*Given passage*
Today survey results from a study conducted by VicHealth for the Australian Federal Government, into attitudes regarding  violence against women.  The full reports and stuff from VicHealth are here, the ABC coverage of the report is here.

This is the first such survey since 1995, so its been a while since the last one and this survey covered a broad spectrum of the Australian population.  The disturbing findings (“challenges”) as listed in the fact sheet are below:

Fewer people in 2009 believe that slapping and pushing a partner to cause harm or fear is a ‘very serious’ form of violence than in 1995 (from 64% in 1995 to 53% in 2009).

So although the percentage of people who think that slapping and pushing a partner to cause harm or fear has dropped, it is still stupidly high.

22% of people in 2009 believe that domestic violence is perpetrated equally by both men and women compared with 9% in 1995.

This is better I suppose.  Domestic violence is perpetrated by both genders, even if one gender features higher in statistics of domestic violence, but the number is still low, meaning that men who are victims of domestic violence are unlikely to be able to get the help or validation they need.

34% believe that ‘rape results from men being unable to control their need for sex’.

*Extracted information*

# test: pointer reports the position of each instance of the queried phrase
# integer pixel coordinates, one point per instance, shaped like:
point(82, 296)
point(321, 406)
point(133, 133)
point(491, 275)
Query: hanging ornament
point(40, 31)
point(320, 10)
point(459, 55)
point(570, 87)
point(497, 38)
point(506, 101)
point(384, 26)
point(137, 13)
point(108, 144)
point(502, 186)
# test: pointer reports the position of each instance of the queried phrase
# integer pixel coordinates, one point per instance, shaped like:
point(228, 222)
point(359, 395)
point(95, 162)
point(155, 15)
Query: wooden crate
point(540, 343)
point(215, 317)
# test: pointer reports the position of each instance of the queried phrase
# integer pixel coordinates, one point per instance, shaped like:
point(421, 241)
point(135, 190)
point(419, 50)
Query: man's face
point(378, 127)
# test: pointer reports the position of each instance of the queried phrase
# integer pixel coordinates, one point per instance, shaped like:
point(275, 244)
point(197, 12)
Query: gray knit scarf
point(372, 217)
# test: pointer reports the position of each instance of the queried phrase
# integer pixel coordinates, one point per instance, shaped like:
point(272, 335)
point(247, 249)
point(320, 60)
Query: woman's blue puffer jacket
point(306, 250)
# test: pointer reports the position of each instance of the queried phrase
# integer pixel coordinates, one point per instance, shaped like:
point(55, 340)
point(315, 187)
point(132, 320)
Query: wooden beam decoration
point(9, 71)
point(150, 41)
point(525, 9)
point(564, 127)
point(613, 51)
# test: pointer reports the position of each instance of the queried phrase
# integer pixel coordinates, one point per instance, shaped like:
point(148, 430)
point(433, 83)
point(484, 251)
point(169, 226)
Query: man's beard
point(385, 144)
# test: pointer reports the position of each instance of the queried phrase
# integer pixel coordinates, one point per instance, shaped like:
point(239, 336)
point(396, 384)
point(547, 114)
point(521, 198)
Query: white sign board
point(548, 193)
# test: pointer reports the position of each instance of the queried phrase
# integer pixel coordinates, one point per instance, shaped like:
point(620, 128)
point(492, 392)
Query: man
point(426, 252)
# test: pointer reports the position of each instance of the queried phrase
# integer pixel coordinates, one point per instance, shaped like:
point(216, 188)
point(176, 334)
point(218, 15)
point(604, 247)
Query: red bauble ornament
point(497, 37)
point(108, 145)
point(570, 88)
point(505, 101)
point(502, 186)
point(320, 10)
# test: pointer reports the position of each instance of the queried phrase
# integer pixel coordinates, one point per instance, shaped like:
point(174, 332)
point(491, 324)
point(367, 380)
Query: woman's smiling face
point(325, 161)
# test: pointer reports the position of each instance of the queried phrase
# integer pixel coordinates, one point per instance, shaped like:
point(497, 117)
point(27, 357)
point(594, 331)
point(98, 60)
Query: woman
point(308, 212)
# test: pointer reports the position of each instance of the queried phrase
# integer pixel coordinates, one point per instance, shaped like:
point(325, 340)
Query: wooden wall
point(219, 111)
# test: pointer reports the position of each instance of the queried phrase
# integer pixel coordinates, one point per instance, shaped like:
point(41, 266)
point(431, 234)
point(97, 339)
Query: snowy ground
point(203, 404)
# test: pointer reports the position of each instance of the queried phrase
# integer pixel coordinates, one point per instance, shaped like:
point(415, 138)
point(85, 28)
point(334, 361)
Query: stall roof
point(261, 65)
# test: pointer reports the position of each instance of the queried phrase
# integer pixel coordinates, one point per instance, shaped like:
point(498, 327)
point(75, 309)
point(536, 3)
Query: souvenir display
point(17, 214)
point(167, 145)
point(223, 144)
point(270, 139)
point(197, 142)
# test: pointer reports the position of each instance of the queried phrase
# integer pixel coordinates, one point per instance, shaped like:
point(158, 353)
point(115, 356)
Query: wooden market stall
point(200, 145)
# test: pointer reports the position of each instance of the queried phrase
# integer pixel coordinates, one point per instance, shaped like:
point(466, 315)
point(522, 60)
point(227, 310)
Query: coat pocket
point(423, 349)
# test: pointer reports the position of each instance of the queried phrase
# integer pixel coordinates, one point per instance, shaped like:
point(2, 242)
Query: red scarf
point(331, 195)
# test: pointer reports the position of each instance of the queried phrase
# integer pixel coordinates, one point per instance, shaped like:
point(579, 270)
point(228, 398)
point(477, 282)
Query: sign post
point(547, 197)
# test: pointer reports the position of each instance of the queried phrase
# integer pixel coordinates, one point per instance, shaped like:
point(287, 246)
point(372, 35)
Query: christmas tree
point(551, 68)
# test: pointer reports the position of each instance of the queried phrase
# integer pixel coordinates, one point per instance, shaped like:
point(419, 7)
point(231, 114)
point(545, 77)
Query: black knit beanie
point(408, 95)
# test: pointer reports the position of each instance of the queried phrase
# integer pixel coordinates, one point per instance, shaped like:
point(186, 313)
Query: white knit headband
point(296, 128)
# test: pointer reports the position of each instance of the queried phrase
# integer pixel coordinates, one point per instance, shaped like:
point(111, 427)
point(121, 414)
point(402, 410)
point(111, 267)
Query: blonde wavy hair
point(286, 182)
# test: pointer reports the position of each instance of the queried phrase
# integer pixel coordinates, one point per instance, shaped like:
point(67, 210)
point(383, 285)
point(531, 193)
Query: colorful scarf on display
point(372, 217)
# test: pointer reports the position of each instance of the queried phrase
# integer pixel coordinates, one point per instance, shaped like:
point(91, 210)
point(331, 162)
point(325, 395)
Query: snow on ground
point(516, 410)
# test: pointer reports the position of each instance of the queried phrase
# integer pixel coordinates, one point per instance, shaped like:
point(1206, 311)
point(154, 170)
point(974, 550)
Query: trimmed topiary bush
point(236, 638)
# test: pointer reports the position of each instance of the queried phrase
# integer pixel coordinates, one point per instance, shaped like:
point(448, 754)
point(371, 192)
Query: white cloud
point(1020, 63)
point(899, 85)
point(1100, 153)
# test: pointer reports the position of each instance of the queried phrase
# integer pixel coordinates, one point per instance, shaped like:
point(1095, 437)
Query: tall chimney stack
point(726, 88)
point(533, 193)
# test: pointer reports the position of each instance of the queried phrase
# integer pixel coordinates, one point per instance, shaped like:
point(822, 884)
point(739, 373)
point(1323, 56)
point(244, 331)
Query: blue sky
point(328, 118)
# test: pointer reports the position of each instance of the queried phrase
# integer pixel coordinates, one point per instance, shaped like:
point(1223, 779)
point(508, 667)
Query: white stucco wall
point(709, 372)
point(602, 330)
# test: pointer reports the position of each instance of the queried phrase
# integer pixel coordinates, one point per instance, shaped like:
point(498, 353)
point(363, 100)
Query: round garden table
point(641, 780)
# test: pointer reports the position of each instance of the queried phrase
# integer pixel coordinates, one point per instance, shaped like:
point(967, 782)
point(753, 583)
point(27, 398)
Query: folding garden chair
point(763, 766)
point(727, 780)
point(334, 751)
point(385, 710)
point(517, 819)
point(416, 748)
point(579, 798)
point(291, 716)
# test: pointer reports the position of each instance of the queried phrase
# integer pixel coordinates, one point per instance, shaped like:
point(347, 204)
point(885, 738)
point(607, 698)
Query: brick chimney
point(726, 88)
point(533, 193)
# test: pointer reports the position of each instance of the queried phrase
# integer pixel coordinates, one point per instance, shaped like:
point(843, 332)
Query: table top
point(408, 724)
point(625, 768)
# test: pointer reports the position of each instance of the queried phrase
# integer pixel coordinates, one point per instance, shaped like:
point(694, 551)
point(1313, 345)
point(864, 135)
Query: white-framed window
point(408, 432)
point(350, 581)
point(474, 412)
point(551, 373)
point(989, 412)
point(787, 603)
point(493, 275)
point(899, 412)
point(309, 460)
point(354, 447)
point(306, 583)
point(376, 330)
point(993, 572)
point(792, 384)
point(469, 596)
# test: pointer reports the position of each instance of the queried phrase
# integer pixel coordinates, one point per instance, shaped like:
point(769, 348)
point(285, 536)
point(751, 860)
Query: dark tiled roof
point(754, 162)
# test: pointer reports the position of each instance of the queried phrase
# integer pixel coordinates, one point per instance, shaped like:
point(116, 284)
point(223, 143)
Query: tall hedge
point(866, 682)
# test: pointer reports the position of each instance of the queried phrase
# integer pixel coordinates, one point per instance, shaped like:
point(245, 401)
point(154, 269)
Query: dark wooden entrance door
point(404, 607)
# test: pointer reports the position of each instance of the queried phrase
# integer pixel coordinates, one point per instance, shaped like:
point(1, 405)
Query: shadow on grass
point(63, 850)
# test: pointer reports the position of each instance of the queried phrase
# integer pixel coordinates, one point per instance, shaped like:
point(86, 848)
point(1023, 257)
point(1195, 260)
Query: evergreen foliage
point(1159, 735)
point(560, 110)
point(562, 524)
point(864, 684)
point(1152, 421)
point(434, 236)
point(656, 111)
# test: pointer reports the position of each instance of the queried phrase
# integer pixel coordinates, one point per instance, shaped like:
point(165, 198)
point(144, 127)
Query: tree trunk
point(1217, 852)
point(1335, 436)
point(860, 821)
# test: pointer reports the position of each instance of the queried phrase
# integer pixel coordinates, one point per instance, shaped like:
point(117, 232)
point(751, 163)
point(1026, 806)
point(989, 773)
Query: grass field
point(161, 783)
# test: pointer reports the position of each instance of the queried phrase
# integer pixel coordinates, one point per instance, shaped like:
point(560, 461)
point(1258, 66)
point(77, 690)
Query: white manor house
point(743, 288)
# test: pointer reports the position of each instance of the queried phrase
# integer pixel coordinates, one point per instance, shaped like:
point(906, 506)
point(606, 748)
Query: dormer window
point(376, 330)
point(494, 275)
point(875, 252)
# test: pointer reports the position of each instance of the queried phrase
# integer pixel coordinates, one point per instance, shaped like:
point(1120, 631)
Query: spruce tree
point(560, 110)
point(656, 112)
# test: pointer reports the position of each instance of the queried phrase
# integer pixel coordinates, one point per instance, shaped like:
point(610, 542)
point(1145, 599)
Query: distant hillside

*Do this*
According to the post on the VicHealth survey, what percentage of people in 2009 believed that domestic violence is perpetrated equally by men and women?

*The response*
22%, up from 9% in 1995.